• **Exercise directions**
Turn the lines below into a numbered list, skipping any blank lines. Leave the pictures out.

• **Supplied data**
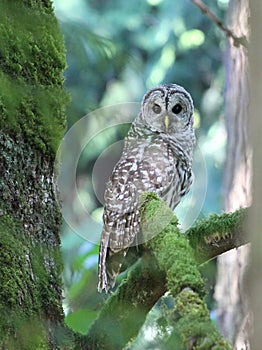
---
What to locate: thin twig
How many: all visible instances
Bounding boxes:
[191,0,248,48]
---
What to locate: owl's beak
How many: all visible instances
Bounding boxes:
[164,115,169,131]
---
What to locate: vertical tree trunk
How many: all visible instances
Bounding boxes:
[215,0,251,349]
[0,0,70,350]
[248,0,262,350]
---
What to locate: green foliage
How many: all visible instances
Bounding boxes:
[0,1,68,154]
[54,0,230,344]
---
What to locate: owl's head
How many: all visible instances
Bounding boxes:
[141,84,194,135]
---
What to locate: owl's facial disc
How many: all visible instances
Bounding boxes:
[142,84,193,135]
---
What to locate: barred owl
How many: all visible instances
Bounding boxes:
[98,84,195,292]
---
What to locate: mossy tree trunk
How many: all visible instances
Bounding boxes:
[215,0,251,349]
[0,0,70,350]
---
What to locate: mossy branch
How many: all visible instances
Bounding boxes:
[186,209,248,263]
[85,193,247,349]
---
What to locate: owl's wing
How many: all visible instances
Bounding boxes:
[98,144,173,291]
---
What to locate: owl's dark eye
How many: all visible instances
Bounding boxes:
[152,104,162,114]
[172,103,182,114]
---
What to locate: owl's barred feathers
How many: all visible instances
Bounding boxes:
[98,84,195,292]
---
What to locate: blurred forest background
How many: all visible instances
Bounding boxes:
[54,0,228,342]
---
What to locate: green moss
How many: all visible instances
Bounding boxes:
[186,209,248,263]
[0,1,68,153]
[142,194,204,296]
[174,289,232,350]
[0,215,48,349]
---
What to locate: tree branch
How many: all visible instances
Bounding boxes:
[85,194,247,350]
[191,0,248,48]
[186,209,248,263]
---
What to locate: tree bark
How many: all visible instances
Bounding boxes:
[248,0,262,350]
[0,0,70,350]
[215,0,251,349]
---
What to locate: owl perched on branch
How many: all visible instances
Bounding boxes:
[98,84,195,292]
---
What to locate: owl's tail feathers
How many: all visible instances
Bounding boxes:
[97,230,128,293]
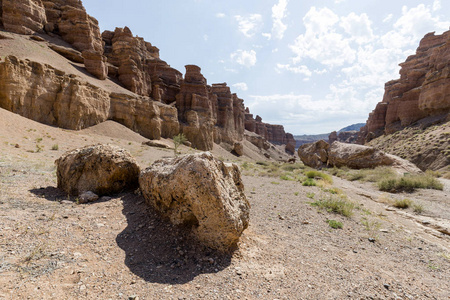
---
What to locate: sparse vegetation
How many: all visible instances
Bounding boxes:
[378,174,444,193]
[310,195,356,218]
[327,220,344,229]
[392,198,412,209]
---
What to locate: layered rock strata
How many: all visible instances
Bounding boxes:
[0,56,179,139]
[359,31,450,143]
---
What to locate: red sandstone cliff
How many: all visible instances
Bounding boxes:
[358,31,450,143]
[0,0,295,154]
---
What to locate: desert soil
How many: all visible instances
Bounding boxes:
[0,110,450,299]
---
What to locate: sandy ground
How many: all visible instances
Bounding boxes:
[0,106,450,299]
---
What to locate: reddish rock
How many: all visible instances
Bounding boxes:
[358,31,450,143]
[83,50,108,80]
[176,65,217,150]
[43,0,103,53]
[0,0,47,34]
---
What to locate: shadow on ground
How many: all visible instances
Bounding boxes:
[116,194,232,284]
[30,186,67,201]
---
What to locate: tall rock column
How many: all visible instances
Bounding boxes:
[176,65,217,151]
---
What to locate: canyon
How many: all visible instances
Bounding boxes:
[0,0,295,155]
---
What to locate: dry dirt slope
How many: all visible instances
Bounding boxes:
[0,111,450,299]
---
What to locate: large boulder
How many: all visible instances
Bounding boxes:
[139,152,250,251]
[55,144,140,196]
[298,140,330,169]
[298,141,421,173]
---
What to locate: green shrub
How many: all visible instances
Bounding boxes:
[311,195,356,217]
[378,174,444,193]
[305,170,333,183]
[392,199,412,209]
[302,178,316,186]
[327,220,343,229]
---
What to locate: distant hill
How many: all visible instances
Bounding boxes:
[294,123,366,148]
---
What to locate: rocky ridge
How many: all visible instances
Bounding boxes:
[358,31,450,143]
[0,0,295,154]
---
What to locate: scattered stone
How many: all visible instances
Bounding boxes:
[55,144,139,196]
[78,191,98,204]
[139,152,250,251]
[142,141,170,149]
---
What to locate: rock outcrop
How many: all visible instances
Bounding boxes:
[358,31,450,143]
[55,144,140,196]
[83,50,108,80]
[0,56,110,130]
[139,152,250,251]
[0,56,179,139]
[0,0,295,154]
[42,0,103,54]
[244,108,296,155]
[0,0,47,34]
[298,140,330,169]
[298,140,421,173]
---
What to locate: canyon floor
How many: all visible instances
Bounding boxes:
[0,109,450,299]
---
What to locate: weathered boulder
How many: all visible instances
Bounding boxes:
[0,0,47,34]
[139,152,250,251]
[298,140,330,169]
[49,44,84,63]
[39,0,103,52]
[55,144,140,196]
[83,50,108,80]
[328,142,394,169]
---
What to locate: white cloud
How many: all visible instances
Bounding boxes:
[233,82,248,91]
[261,32,272,41]
[289,7,355,67]
[339,12,374,44]
[230,49,256,68]
[433,0,441,11]
[383,14,394,23]
[275,64,312,77]
[272,0,288,40]
[234,14,263,37]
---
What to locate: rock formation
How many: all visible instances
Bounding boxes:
[244,108,296,154]
[55,144,140,196]
[83,50,108,80]
[298,140,421,173]
[139,152,250,251]
[0,0,47,34]
[298,140,330,169]
[0,0,295,154]
[41,0,103,54]
[359,31,450,143]
[0,56,179,139]
[0,56,110,130]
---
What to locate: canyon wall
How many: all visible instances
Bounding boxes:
[0,0,295,154]
[358,31,450,143]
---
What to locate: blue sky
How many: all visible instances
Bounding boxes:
[83,0,450,134]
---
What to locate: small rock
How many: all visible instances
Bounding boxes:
[79,191,98,203]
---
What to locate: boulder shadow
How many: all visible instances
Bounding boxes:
[116,194,232,284]
[29,186,67,202]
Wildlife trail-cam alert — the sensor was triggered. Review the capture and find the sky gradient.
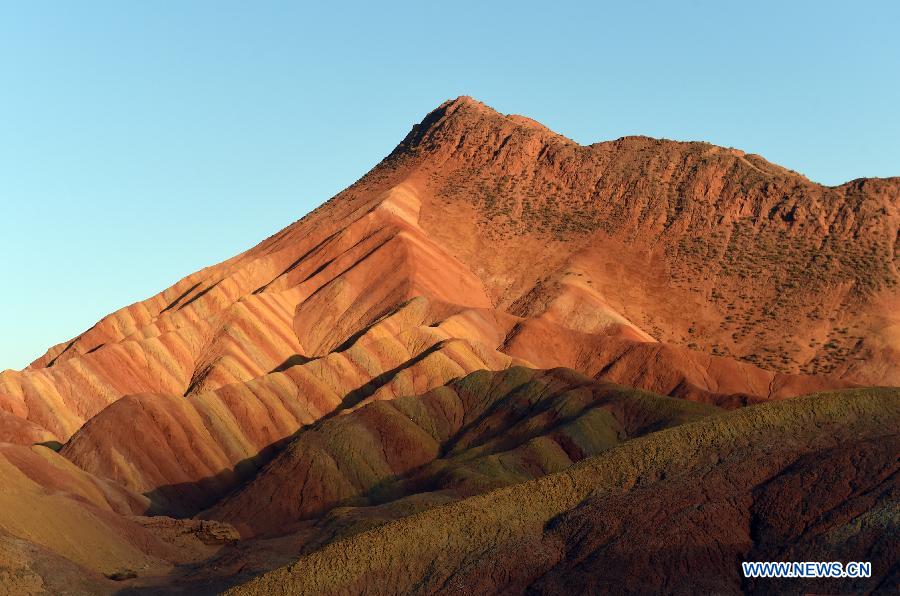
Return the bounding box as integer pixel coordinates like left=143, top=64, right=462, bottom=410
left=0, top=0, right=900, bottom=370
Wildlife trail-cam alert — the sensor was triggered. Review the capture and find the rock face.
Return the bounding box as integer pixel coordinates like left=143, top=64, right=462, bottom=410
left=229, top=390, right=900, bottom=594
left=0, top=97, right=900, bottom=593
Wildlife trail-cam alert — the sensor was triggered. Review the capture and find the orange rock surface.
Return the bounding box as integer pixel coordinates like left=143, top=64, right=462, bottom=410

• **Task solution**
1. ---
2. What to locate: thin twig
3. How many: all visible instances
4. Bounding boxes:
5. [191,0,248,48]
6. ---
7. What to locate: owl's beak
8. How many: all visible instances
9. Bounding boxes:
10. [164,115,169,131]
11. ---
12. What to locate: vertical tree trunk
13. How many: all visible instances
14. Bounding boxes:
15. [215,0,251,349]
16. [0,0,70,350]
17. [248,0,262,350]
18. ---
19. What to locate: green foliage
20. How many: all visible instances
21. Bounding boxes:
22. [0,1,68,154]
23. [54,0,230,344]
24. ---
25. What to locate: owl's head
26. How many: all visible instances
27. Bounding boxes:
28. [141,84,194,135]
29. ---
30. What to locate: owl's facial disc
31. How many: all visible instances
32. Bounding boxes:
33. [142,84,193,135]
34. ---
35. What to locate: barred owl
36. How many: all visible instances
37. Bounding boxes:
38. [98,84,195,292]
39. ---
40. What to locate: mossy tree trunk
41. How many: all visible instances
42. Bounding boxes:
43. [215,0,251,349]
44. [0,0,70,350]
45. ---
46. What to locate: mossy branch
47. How many: all visible instances
48. Bounding boxes:
49. [186,209,248,263]
50. [85,193,247,349]
51. ---
52. What to locate: owl's wing
53. How many: all visible instances
54. Bounding boxes:
55. [98,144,173,291]
56. ---
57. What to locate: owl's dark eye
58. How many: all visible instances
59. Bounding boxes:
60. [152,104,162,114]
61. [172,103,182,114]
62. ---
63. What to locate: owl's barred feathers
64. How many: all visible instances
65. Bounding boxes:
66. [98,84,195,292]
67. ---
68. What to locate: blurred forest background
69. How many: all visible instances
70. Bounding boxes:
71. [54,0,228,342]
72. ---
73. What to locate: green moss
74. How many: all visible instances
75. Bounding boxes:
76. [186,209,248,263]
77. [0,1,68,153]
78. [142,194,204,296]
79. [174,289,232,350]
80. [0,215,48,349]
81. ---
82. What to locate: tree branch
83. How many: all visible instances
84. Bounding boxes:
85. [85,194,247,350]
86. [191,0,248,48]
87. [186,209,248,263]
88. ---
89. What to locate: tree bark
90. How many: all visible instances
91. Bounding boxes:
92. [248,0,262,350]
93. [0,0,70,350]
94. [215,0,251,349]
95. ---
96. What to locate: owl perched on branch
97. How many: all visible instances
98. Bounding boxes:
99. [98,84,195,292]
100. ---
101. What to locate: owl's tail feathers
102. How many: all visible instances
103. Bounding boxes:
104. [97,230,128,293]
105. ---
106. What to locate: sparse vegetation
107. How many: all visible instances
108. Bounding boxes:
109. [378,174,444,193]
110. [310,195,356,218]
111. [327,220,344,229]
112. [392,198,412,209]
113. ---
114. What to locate: layered rock strata
115. How many: all visible instances
116. Bounding boxes:
117. [0,56,179,139]
118. [359,31,450,143]
119. ---
120. What to locate: red sandstone cliff
121. How many: all visible instances
122. Bounding boxes:
123. [358,31,450,143]
124. [0,0,295,154]
125. ---
126. What to locate: desert soil
127. How many: all visible instances
128. Bounding boxes:
129. [0,110,450,299]
130. ---
131. What to locate: sandy ground
132. How many: all visible instances
133. Bounding boxes:
134. [0,106,450,299]
135. ---
136. What to locate: reddish rock
137. How many: all visible instances
138. Bounding boxes:
139. [358,31,450,143]
140. [83,50,108,80]
141. [176,65,217,150]
142. [43,0,103,53]
143. [0,0,47,34]
144. ---
145. What to locate: shadow on ground
146. How many: all visible instances
147. Bounding boxes:
148. [116,194,232,284]
149. [30,186,67,201]
150. ---
151. What to locate: tall rock column
152. How many: all visible instances
153. Bounding boxes:
154. [176,65,217,151]
155. ---
156. What to locate: canyon
157. How many: all visible instances
158. Bounding boxes:
159. [0,0,295,155]
160. ---
161. What to locate: dry dirt slope
162. How many: all visible instances
163. Bounding boxes:
164. [0,111,450,299]
165. ---
166. What to locate: large boulder
167. How many: all visible instances
168. Bounding boxes:
169. [139,152,250,251]
170. [55,144,140,196]
171. [298,140,330,169]
172. [298,141,421,173]
173. ---
174. What to locate: green shrub
175. How many: all visible instances
176. Bounding boxes:
177. [311,195,356,217]
178. [378,174,444,193]
179. [305,170,333,183]
180. [392,199,412,209]
181. [302,178,316,186]
182. [327,220,343,229]
183. ---
184. What to locate: distant hill
185. How many: all visible instances
186. Bounding boxes:
187. [294,123,366,148]
188. ---
189. What to locate: rocky ridge
190. How many: all visible instances
191. Bounding boxes:
192. [358,31,450,143]
193. [0,0,295,154]
194. ---
195. What to locate: scattered stone
196. How many: all visible instances
197. Bounding boxes:
198. [55,144,139,196]
199. [78,191,98,204]
200. [139,152,250,251]
201. [142,141,170,149]
202. ---
203. What to locate: rock outcrop
204. How many: all visible instances
205. Bounding boxes:
206. [358,31,450,143]
207. [55,144,140,196]
208. [83,50,108,80]
209. [0,56,110,130]
210. [139,152,250,251]
211. [0,56,179,139]
212. [0,0,295,154]
213. [42,0,103,54]
214. [244,108,296,155]
215. [0,0,47,34]
216. [298,140,330,169]
217. [298,140,421,173]
218. ---
219. What to locate: canyon floor
220. How many: all visible instances
221. Bounding boxes:
222. [0,109,450,299]
223. ---
224. What to locate: weathered boulder
225. How many: all visible instances
226. Bounding boxes:
227. [0,0,47,34]
228. [139,152,250,251]
229. [298,140,330,169]
230. [49,44,84,63]
231. [39,0,103,52]
232. [55,144,140,196]
233. [83,50,108,80]
234. [328,142,394,169]
235. ---
236. What to locate: white cloud
237. How many: all visible instances
238. Bounding boxes:
239. [233,82,248,91]
240. [261,32,272,41]
241. [289,7,355,67]
242. [339,12,374,44]
243. [230,49,256,68]
244. [433,0,441,11]
245. [383,14,394,23]
246. [275,64,312,77]
247. [272,0,288,40]
248. [234,14,263,37]
249. ---
250. What to locate: rock formation
251. How many: all visible instances
252. Bounding boxes:
253. [244,108,296,154]
254. [55,144,140,196]
255. [83,50,108,80]
256. [298,140,421,173]
257. [139,152,250,251]
258. [0,0,47,34]
259. [298,140,330,169]
260. [0,0,295,154]
261. [41,0,103,54]
262. [359,31,450,143]
263. [0,56,179,139]
264. [0,56,110,130]
265. ---
266. What to locate: canyon wall
267. How many: all visible instances
268. Bounding boxes:
269. [0,0,295,154]
270. [358,31,450,143]
271. ---
272. What to locate: blue sky
273. How many: all visible instances
274. Bounding boxes:
275. [83,0,450,134]
276. ---
277. What to locate: small rock
278. How many: all visible instances
279. Bounding boxes:
280. [79,191,98,203]
281. ---
282. What to locate: boulder shadow
283. How many: all visible instances
284. Bounding boxes:
285. [116,194,232,284]
286. [29,186,67,202]
287. Wildlife trail-cam alert — the sensor was triggered. Review the capture and find the sky gradient.
288. Return the bounding box as integer pixel coordinates like left=143, top=64, right=462, bottom=410
289. left=0, top=0, right=900, bottom=370
290. Wildlife trail-cam alert — the sensor was triggered. Review the capture and find the rock face.
291. Return the bounding box as integer pixel coordinates like left=143, top=64, right=462, bottom=410
292. left=229, top=390, right=900, bottom=594
293. left=0, top=97, right=900, bottom=593
294. Wildlife trail-cam alert — the sensor was triggered. Review the capture and find the orange rock surface.
295. Return the bounding box as integer pixel coordinates like left=143, top=64, right=462, bottom=410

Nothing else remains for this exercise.